Requisitos del ejercicio:
Escribe la continuación del texto sobre la cuarentena por el coronavirus, empezando después de su última oración.

Pero hay también otros momentos en que la experiencia del coronavirus invoca otra clase de imágenes, porque el temor –usualmente fundado– al contagio irrumpe en todas las rutinas, y crea un tiempo nuevo para cada uno de nosotros. En otros países, donde la enfermedad va más avanzada que en México, esa rotura del tiempo ordinario no sólo trae nuevos problemas, sino también inventos. Se comienza a reconocer que la cuarentena le agrega presiones al matrimonio, resumidas en un meme europeo: “El coronavirus cobra una víctima: una mujer estrangula a su esposo tras 14 días de cuarentena”. Por todas partes van apareciendo consejos para sobrellevar la vida en encierro, junto a explicaciones de por qué, cuando estás en cuarentena, el hablar por teléfono resulta más reconfortante que comunicarse por chat, por ejemplo. La prensa comienza a publicar artículos para la gente encerrada: cuáles programas de televisión pueden resultar interesantes, alguna película vieja que nunca viste, y que puedes bajar en Netflix. Cuáles músicas hay que escuchar…
También comienzan a proliferar clases y conferencias informales, hechas para comunidades ya existentes. Mis colegas en la Universidad de Columbia ya empiezan a dar y tomar breves cursillos que unos ofrecen a los otros. Clases de yoga por Zoom. Historia del arte. Clases de cocina…
Pero, en primer lugar, la interrupción de nuestra rutina genera angustia –sobre todo económica, en la medida en que se van cerrando espacios de trabajo. Los bares y restaurantes británicos están al borde de la quiebra. Los actores y productores de Broadway no pueden dar funciones. Los choferes de taxi o de Uber de ciudades como Los Ángeles, San Francisco o Nueva York ya no tienen clientes… Nadie conoce la profundidad de la recesión económica que se viene, y países como Francia han comenzado a nacionalizar industrias para que no cierren definitivamente. Ayer el gobierno de Estados Unidos anunció que va a distribuir un bono de mil dólares a la ciudadanía, para ayudarlos aunque sea un poco en este trance.

Información proporcionada:

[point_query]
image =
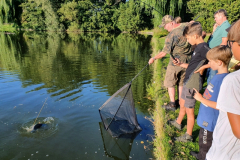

Resultado esperado:
Los efectos de largo plazo de la crisis son totalmente desconocidos. Muchos pensamos que la normalidad que sigue será distinta a la anterior, que no habrá un regreso a lo que hacíamos hace apenas dos semanas. La crisis del coronavirus ha hecho visible el altísimo grado en que requerimos acción colectiva orientada a la cooperación, y de un Estado que vea por todos, porque los marginados en cada país sufrirán desproporcionadamente, se convertirán, a su vez, en agentes de infección para todos los demás. Los migrantes que temen acudir a los servicios médicos, o que no pueden aislarse porque no pueden perder un día de trabajo, los indigentes que viven en las calles, los presos… son ahora, claramente, un problema de y para la sociedad entera. El coronavirus demuestra que necesitamos volver a inventar algo así como un estado de bienestar.
Por otra parte, el freno en seco a una economía desenfrenada, la caída del precio del petróleo y la reducción en la producción y consumo de automóviles quizá ofrezca una oportunidad para dar un giro definitivo contra el uso de hidrocarburos, y tratar de disminuir radicalmente la circulación de automóviles en nuestras ciudades.
Como todo desastre, el coronavirus abre una grieta que deja ver a nuestra sociedad y gobierno en toda su desnudez, pero al ser una pandemia de consecuencias genuinamente mundiales, este desastre presenta una oportunidad para realizar cambios de giro, tanto a escala colectiva como en el plano íntimo.